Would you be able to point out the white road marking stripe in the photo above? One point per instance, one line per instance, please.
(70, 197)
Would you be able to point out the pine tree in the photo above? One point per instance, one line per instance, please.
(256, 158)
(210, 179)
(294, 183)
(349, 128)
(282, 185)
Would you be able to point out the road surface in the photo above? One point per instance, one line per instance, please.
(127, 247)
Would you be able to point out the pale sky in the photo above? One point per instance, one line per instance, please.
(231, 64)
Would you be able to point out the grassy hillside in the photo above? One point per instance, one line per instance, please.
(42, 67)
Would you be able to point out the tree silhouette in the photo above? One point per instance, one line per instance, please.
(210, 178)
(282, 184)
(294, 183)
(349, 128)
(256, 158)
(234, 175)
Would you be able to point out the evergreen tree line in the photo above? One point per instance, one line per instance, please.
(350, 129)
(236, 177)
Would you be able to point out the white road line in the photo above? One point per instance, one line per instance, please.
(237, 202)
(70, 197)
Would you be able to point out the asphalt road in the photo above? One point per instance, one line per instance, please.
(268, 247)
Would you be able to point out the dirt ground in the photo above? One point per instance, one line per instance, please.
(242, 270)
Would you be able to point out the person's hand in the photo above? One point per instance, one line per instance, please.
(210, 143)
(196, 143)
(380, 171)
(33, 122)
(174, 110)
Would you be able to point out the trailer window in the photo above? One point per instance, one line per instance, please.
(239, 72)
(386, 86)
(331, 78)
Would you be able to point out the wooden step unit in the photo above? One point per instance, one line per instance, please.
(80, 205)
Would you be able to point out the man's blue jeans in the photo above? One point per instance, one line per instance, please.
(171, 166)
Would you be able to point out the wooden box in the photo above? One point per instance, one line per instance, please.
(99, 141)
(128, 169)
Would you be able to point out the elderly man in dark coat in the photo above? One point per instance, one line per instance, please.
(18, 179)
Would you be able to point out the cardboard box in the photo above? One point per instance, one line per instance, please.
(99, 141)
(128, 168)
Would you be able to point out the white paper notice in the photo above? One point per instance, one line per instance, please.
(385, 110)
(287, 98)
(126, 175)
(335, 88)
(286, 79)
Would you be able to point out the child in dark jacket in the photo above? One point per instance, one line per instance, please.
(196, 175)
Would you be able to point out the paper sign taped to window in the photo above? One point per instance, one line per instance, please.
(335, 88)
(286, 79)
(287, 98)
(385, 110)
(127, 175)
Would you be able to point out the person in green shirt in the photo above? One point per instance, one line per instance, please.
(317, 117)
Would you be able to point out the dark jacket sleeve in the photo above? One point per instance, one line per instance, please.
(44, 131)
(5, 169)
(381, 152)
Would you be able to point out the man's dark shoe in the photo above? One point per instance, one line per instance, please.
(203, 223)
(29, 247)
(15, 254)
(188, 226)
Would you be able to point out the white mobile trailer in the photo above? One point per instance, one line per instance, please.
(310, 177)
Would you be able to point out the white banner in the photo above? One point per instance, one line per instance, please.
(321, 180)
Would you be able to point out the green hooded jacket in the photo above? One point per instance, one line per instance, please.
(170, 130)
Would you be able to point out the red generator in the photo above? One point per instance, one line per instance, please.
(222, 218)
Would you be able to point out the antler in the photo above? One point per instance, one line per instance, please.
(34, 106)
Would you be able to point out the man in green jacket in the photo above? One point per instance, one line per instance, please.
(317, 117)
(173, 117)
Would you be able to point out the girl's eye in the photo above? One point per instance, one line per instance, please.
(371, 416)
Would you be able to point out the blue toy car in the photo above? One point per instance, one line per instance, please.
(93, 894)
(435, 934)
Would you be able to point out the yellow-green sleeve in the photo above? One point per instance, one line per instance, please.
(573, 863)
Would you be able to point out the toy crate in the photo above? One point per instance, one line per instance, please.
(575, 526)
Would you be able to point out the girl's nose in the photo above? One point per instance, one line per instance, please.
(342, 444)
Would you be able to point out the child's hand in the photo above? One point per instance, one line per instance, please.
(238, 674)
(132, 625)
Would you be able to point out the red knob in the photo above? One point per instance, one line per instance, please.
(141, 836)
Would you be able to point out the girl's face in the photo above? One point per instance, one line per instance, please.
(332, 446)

**What you need to do**
Rewrite every line from the one containing "Would you be able to point out the girl's nose" through the end of the listing, keeping the requests, and scale each point coordinate by 1.1. Round each result to a whole number, with halves rounded up.

**Solution**
Would you be able to point out the girl's nose in the photo above? One point per instance, one line per instance, please.
(376, 488)
Would you be able to point out the child's hand in the photo above? One point per instance, one line per instance, please.
(262, 741)
(145, 688)
Would you be able to point out the red knob in the photo above? One point per instance, one line per instance, please.
(155, 920)
Would you be able to point out the girl's face in the photo above? One point per instance, one line per instance, please.
(365, 491)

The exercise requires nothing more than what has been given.